◆ **Exercice proposé 1**
Répétez mot pour mot les lignes des enregistrements allant de celle qui contient « Tag one point on every instance of the necktie » jusqu'à la fin des enregistrements, ces deux bornes comprises.

◆ **Texte source**
▼

Interview du Dr. Catherine Gueguen – Partie I

Catherine Gueguen, pédiatre, s’est faite connaître du grand public grâce à deux ouvrages de référence publiés aux Editions Robert Laffont : « Pour une enfance heureuse – Repenser l’éducation à la lumière des neurosciences affectives » et « Vivre heureux avec son enfant ». Elle a récemment co-écrit « Développer les compétences psychosociales à l’école. Osons la Communication non violente » (Edition Canopé, éducation nationale, 2023).
Ses interventions nous aident à mieux comprendre comment l’enfant perçoit le monde et « l’autre », comment l’enfant ressent nos paroles ou nos attitudes à son égard et comment communiquer avec lui/elle ?
Nous avons souhaité la rencontrer pour bénéficier de son éclairage.
Docteur Gueguen, vous avez contribué à rendre accessible aux parents l’apport des neurosciences affectives et sociales. Que nous disent-elles du cerveau et du comportement du jeune enfant ?

Ne vous mettez pas de pression, ne vous culpabilisez pas !
D’abord, je souhaite dire aux parents et aux professionnels de l’enfance : « Ne vous mettez pas de pression, ne vous culpabilisez pas ! » Pourquoi ? Parce que toutes ces découvertes sur le développement du cerveau des enfants sont extrêmement récentes, et elles sont une véritable révolution éducative.

▲

Entrées de données enregistrées:
▼

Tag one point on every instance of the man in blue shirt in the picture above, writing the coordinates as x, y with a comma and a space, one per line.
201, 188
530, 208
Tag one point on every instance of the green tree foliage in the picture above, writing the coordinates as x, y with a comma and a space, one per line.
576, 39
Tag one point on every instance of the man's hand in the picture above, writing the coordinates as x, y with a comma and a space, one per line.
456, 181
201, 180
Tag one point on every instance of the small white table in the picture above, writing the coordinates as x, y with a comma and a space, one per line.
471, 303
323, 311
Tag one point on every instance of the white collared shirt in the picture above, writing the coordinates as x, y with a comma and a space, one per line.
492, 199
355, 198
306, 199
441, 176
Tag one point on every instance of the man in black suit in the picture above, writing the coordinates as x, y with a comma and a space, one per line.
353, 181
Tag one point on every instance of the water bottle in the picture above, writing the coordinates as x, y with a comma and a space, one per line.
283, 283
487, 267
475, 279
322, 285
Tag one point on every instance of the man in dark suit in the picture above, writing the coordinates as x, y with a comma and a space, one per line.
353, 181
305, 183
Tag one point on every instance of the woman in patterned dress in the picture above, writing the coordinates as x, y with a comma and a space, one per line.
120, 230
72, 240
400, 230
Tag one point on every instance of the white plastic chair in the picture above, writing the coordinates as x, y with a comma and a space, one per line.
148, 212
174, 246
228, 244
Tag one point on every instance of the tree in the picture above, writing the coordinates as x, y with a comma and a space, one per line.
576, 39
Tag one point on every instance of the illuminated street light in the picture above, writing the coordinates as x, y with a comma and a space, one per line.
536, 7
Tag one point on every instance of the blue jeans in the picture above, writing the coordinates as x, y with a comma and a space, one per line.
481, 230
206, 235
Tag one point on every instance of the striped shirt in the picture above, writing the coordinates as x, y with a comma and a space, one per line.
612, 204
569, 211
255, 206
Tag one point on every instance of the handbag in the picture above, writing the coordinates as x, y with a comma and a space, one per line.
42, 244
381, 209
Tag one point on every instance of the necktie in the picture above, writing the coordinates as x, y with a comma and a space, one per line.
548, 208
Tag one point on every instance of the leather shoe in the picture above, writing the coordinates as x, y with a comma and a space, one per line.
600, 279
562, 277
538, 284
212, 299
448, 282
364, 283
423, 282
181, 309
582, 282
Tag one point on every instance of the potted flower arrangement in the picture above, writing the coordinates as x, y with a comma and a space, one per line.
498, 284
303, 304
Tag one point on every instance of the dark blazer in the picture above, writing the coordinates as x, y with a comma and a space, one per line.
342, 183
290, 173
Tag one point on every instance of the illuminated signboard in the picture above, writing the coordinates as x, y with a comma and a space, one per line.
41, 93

▲

◆ **Exercice proposé 2**
Recopiez à l'identique le passage de l'entretien avec le Dr Gueguen compris entre « Interview du Dr. » et « avec lui/elle ? », inclus.

◆ **Réponse rédigée 1**
Tag one point on every instance of the necktie in the picture above, writing the coordinates as x, y with a comma and a space, one per line.
548, 208
Tag one point on every instance of the leather shoe in the picture above, writing the coordinates as x, y with a comma and a space, one per line.
600, 279
562, 277
538, 284
212, 299
448, 282
364, 283
423, 282
181, 309
582, 282
Tag one point on every instance of the potted flower arrangement in the picture above, writing the coordinates as x, y with a comma and a space, one per line.
498, 284
303, 304
Tag one point on every instance of the dark blazer in the picture above, writing the coordinates as x, y with a comma and a space, one per line.
342, 183
290, 173
Tag one point on every instance of the illuminated signboard in the picture above, writing the coordinates as x, y with a comma and a space, one per line.
41, 93

◆ **Réponse rédigée 2**
Interview du Dr. Catherine Gueguen – Partie I

Catherine Gueguen, pédiatre, s’est faite connaître du grand public grâce à deux ouvrages de référence publiés aux Editions Robert Laffont : « Pour une enfance heureuse – Repenser l’éducation à la lumière des neurosciences affectives » et « Vivre heureux avec son enfant ». Elle a récemment co-écrit « Développer les compétences psychosociales à l’école. Osons la Communication non violente » (Edition Canopé, éducation nationale, 2023).
Ses interventions nous aident à mieux comprendre comment l’enfant perçoit le monde et « l’autre », comment l’enfant ressent nos paroles ou nos attitudes à son égard et comment communiquer avec lui/elle ?